■ **DOCUMENT EXCERPT**

>>

AGMs go in the field. And for solar only a few types of AGMs can be trusted.

This app note is full of lots of good info.  It is on the batts we use that 
will still deliver 40% of their power at -40 degrees.  
http://www.enersysreservepower.com/documents/US-GPL-AM-003_0906.pdf

But the only really important point is that in a solar situation, where you 
have weather and you have low temps, very few batteries will totally recover 
from an extreme deep discharge.  And that happens all the time when people 
scrimp on their battery capacity and solar panel capacity.  

20X watts 30 days autonomy = you will sleep all winter long.
  - Original Message - 
  From: Blair Davis 
  To: WISPA General List 
  Sent: Wednesday, November 19, 2008 7:56 PM
  Subject: Re: [WISPA] Remote Powered Access Pont


  Ok.  our answer to that problem has always been to double up on our total 
battery size so we never discharge them below 60%

  Sounds like you are in a much more inaccessible environment than we are!  And 
in that kind of location, I'd likely be looking for the same thing.

  But, for us, inaccessibility won't last more than a week or so...

  Chuck McCown - 3 wrote: 
We buy batts that are rated to give you the energy down to -20F.  
Survive being at-20F while discharged to a stone cold state.
And recover when the next available bit of sunlight hits the panel (perhaps 
days later).
And last 2000 cycles.
For that you pay 30 cents per watt hour.  And can sleep at night.
(we used to get these for 20 cents, I don't know why they are so much more now)

I just found a website selling a T-105 for $160\each
6 volts, 225 aH  That comes to 11.8 cents per watt hour.

The Trojan website says avoid locations where freezing temperatures are 
expected.
It also says the must be kept fully charged when freezing.  Hard to do with 
solar on a mountain top.

http://www.trojan-battery.com/Tech-Support/documents/UsersGuide_0708_English_003.pdf

So, if you have a nice warm place to keep the trojans then they are a very good 
value.
(assuming they are in an air conditioned place in the summer too, else they 
won't last too many summers)

But most solar powered sites don't have a heater to keep them from freezing and 
splitting.

<<

■ **PROBLEMS TO WORK ON**
- A) Reproduce the passage of the battery discussion between "But, for us, inaccessibility" and "stone cold state.", inclusive.
- B) For each statement, say whether the battery discussion supports it, answering yes or no and quoting the words that decide it.
(i) Blair Davis's group doubles its total battery size so the batteries are never discharged below 60%.
(ii) The T-105 found on a website is a 12-volt battery.
(iii) The Trojan website advises choosing locations where freezing temperatures are expected.
- C) Continue the battery discussion from the end of its final sentence.

■ **MATERIAL SHOWN**
>>

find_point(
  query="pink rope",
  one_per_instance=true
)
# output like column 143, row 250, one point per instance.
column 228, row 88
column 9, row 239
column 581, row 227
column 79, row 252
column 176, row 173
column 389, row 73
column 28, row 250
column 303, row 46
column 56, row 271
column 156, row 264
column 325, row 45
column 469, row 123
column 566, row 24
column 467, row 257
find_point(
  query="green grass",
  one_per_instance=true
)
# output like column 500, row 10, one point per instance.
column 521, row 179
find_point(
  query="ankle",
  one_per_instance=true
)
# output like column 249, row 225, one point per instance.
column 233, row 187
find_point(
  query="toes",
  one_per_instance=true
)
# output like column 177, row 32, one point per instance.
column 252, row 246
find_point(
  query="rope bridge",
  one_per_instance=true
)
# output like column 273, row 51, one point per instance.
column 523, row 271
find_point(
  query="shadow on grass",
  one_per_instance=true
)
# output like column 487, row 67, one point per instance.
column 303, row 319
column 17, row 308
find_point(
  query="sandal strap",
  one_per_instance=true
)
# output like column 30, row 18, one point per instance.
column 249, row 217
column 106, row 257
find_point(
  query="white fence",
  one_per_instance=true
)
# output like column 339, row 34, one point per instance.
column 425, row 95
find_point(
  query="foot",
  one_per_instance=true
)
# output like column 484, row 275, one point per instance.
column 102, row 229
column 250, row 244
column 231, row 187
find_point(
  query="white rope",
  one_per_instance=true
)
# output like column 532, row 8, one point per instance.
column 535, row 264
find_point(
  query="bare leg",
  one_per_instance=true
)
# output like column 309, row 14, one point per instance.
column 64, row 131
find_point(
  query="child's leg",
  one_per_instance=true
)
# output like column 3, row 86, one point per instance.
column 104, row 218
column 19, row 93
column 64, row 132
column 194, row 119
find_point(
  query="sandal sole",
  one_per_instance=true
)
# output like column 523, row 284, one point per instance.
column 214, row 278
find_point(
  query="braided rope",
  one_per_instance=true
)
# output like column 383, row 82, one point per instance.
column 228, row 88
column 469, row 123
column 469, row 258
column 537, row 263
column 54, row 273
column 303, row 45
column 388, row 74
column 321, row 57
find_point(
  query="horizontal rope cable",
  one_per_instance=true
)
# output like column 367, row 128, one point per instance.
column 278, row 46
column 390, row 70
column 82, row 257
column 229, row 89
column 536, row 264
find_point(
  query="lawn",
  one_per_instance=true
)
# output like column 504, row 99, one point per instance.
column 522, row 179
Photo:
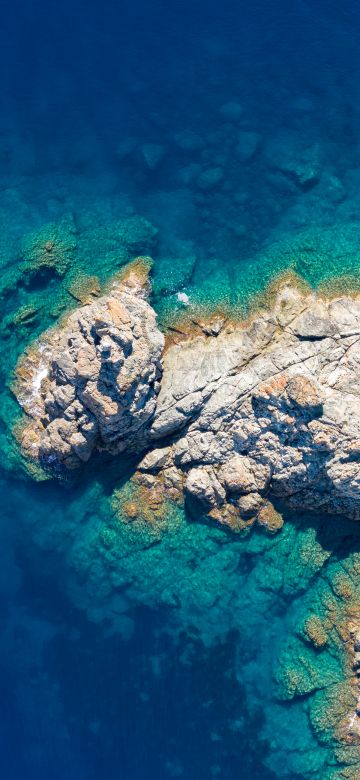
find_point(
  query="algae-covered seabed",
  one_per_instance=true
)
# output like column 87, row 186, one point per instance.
column 162, row 647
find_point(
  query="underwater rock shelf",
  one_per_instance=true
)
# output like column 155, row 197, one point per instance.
column 228, row 414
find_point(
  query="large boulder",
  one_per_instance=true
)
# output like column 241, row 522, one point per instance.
column 93, row 382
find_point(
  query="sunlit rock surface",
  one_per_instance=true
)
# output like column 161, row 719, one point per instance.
column 249, row 411
column 93, row 383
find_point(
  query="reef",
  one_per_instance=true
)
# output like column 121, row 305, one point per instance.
column 229, row 415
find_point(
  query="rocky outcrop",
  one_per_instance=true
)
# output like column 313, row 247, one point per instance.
column 93, row 383
column 249, row 411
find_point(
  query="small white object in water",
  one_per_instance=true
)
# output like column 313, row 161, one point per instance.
column 183, row 298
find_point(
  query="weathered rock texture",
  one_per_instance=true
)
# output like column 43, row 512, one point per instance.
column 93, row 383
column 270, row 407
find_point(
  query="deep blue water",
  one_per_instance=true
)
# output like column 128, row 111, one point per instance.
column 153, row 696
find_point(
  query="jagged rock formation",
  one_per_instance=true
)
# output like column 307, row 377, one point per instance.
column 93, row 383
column 269, row 407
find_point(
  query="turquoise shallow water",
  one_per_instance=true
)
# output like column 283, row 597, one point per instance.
column 223, row 143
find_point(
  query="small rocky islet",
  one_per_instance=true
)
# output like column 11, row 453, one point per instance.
column 235, row 419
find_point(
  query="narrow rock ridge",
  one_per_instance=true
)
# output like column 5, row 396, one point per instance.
column 229, row 419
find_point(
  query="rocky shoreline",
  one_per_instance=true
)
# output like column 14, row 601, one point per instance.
column 230, row 416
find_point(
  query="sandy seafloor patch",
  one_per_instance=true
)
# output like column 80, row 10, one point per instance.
column 223, row 141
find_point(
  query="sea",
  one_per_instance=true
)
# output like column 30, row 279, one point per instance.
column 223, row 140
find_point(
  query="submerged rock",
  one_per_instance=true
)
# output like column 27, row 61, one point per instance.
column 267, row 408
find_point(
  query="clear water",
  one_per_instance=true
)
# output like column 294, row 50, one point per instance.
column 148, row 654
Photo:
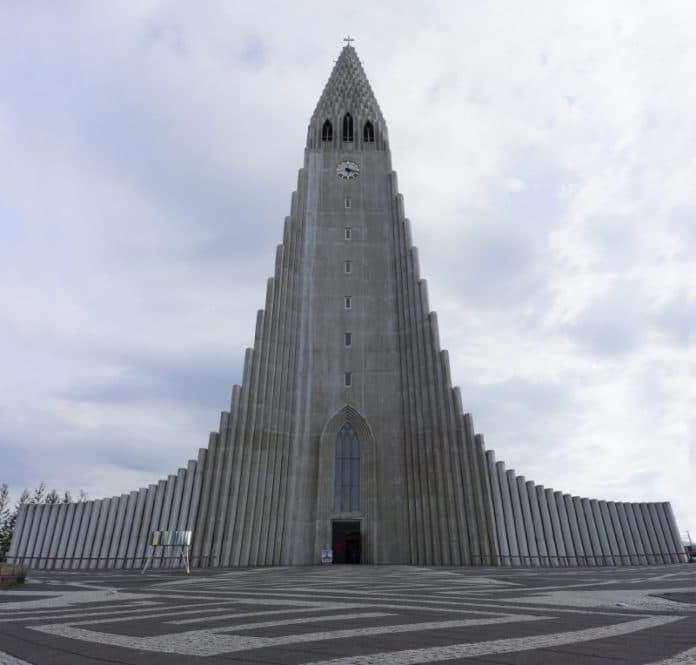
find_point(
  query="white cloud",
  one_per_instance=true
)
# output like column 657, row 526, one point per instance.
column 149, row 152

<<

■ **RESPONSES**
- A)
But, for us, inaccessibility won't last more than a week or so...

  Chuck McCown - 3 wrote: 
We buy batts that are rated to give you the energy down to -20F.  
Survive being at-20F while discharged to a stone cold state.

- B)
(i) Yes: "double up on our total battery size so we never discharge them below 60%"
(ii) No: "6 volts, 225 aH"
(iii) No: "The Trojan website says avoid locations where freezing temperatures are expected."

- C)
  - Original Message - 
  From: Blair Davis 
  To: WISPA General List 
  Sent: Wednesday, November 19, 2008 7:25 PM
  Subject: Re: [WISPA] Remote Powered Access Pont


  What type of battery's are you using?  That price sounds very high.

  4x T-105 will provide 225Ah at 24V for a cost of about $500

  Chuck McCoy's - 3 wrote: 
I would use a 100 watt panel minimum.
And a one month battery.  5watts * 24hours * 30 days = 3600 watt hour 
battery
If you are running a 24 volt system then you need 3600/24=150 aH battery.
If you are running a 12 volt system, you need a 300 aH battery.

You will pay about 30 cents per watt hour for a battery.  So $1080 for the 
battery.
You will pay about $5/watt for the panel, so $500 for the panel.
Charge controllers are about $100 or less.

If you build it this way it will always work.  You can put in half the 
battery for half the price.  But then you have only two weeks of insurance 
against bad weather.

Never ever go below 10X the load for the panel, that will just barely cut it 
in the sunniest of climates.
Even then you will probably have to put in a back up generator and you will 
be cycling the crap out of your batts causing them to only last a couple of 
years.

If you want 99.999% reliability you have to use a panel 24X the size of the 
load (unless you have a tracking mount, then you can reduce that).
I try to always use 20X panels and no less than a 2 week battery.  But even 
then, a week or two of snow on the panels and gray skies every day can cause 
an outage.


- Original Message - 
From: Scott Parsons [EMAIL PROTECTED]
To: 'WISPA General List' wireless@wispa.org
Sent: Wednesday, November 19, 2008 5:33 PM
Subject: [WISPA] Remote Powered Access Pont


  I'm looking into setting up a remote access point/repeater.